Text extract:
——

Given a string like so:
Hello {FIRST_NAME}, this is a personalized message for you.
Where FIRST_NAME is an arbitrary token (a key in a map passed to the method), to write a routine which would turn that string into:
Hello Jim, this is a personalized message for you.
given a map with an entry FIRST_NAME -> Jim.
It would seem that StringTokenizer is the most straight forward approach, but the Javadocs really say you should prefer to use the regex aproach. How would you do that in a regex based solution?
Thanks everyone for the answers!
Gizmo's answer was definitely out of the box, and a great solution, but unfortunately not appropriate as the format can't be limited to what the Formatter class does in this case.
Adam Paynter really got to the heart of the matter, with the right pattern.
Peter Nix and Sean Bright had a great workaround to avoid all of the complexities of the regex, but I needed to raise some errors if there were bad tokens, which that didn't do.

——

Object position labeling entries

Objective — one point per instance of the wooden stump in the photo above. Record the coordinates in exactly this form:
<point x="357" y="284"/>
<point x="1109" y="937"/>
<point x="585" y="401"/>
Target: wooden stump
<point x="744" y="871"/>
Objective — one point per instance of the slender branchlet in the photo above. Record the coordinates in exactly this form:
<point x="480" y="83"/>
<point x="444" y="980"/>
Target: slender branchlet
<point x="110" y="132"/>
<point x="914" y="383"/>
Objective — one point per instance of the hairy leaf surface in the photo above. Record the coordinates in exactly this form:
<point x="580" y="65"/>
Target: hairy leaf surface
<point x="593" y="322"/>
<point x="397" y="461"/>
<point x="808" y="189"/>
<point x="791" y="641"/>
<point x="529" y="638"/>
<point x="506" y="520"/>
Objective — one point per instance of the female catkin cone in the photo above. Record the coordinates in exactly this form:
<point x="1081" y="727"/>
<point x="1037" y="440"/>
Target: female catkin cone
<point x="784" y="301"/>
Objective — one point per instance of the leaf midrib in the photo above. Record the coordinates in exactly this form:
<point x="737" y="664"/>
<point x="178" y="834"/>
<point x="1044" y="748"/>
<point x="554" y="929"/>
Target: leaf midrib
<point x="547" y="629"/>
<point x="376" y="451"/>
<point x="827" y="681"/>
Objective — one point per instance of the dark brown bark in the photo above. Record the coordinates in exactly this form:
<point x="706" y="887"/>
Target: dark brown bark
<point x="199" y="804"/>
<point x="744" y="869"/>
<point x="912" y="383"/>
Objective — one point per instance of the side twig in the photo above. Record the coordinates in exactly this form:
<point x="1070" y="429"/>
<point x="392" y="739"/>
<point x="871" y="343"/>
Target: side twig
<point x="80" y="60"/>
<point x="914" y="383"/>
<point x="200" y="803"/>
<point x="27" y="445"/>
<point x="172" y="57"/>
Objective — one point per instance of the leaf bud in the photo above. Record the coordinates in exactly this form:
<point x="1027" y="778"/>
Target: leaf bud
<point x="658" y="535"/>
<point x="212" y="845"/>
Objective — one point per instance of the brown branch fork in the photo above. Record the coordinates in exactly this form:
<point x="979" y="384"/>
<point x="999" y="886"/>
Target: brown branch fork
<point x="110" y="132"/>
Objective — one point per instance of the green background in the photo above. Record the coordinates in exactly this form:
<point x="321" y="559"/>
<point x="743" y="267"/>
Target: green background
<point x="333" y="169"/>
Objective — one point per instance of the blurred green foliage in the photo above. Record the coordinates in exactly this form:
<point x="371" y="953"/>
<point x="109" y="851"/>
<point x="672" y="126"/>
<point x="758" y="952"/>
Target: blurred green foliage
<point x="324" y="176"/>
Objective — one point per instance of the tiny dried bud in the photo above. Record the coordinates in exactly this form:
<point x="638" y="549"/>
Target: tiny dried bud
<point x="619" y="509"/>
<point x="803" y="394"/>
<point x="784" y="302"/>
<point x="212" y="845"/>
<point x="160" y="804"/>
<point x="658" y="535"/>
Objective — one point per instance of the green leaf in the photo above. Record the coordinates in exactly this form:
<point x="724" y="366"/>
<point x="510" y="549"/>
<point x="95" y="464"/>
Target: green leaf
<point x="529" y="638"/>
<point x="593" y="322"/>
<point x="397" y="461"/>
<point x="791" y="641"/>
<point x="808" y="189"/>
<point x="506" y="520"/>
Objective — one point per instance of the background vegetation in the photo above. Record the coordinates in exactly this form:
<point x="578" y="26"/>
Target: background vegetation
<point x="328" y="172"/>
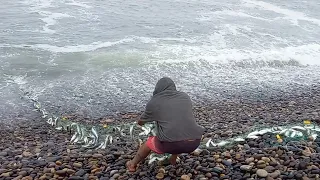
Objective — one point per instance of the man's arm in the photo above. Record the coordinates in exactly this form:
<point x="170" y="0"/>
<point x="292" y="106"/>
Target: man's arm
<point x="146" y="116"/>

——

Exercise prompt:
Answer these questions about the token-replacement thread above:
(a) In the example map, what value is FIRST_NAME mapped to?
(b) Which class does the thread call the most straightforward approach before noting that the Javadocs favor regex?
(c) What did the workaround from Peter Nix and Sean Bright fail to do that the asker needed?

Task result:
(a) Jim
(b) StringTokenizer
(c) Raise errors when there were bad tokens